Each line of the material below should be reproduced exactly.

• • • • • • •

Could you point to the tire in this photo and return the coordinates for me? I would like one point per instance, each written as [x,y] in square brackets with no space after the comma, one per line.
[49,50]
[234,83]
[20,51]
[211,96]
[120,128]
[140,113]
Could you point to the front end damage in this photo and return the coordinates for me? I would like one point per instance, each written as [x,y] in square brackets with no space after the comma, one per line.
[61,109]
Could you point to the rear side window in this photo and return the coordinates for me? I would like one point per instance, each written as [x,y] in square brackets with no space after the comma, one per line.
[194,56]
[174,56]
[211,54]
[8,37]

• • • • • • •

▶ RESULT OF THIS TASK:
Could you point to the tire in this photo and return the coordinates for me? I would like one point per instance, each written as [x,y] in square brackets with no space after the comma, one per line.
[49,50]
[234,83]
[20,51]
[211,96]
[120,128]
[140,113]
Could you point to the front end damage in this photo and return the coordinates for me? I would like one point per instance, each written as [x,y] in square brackets with no space after the comma, one per line.
[61,109]
Could you point to the rear side window in this photo and return the coordinates for me? I would like one point per instance, each written as [x,y] in square brackets with no space after the comma, one per line.
[194,56]
[174,56]
[211,54]
[8,37]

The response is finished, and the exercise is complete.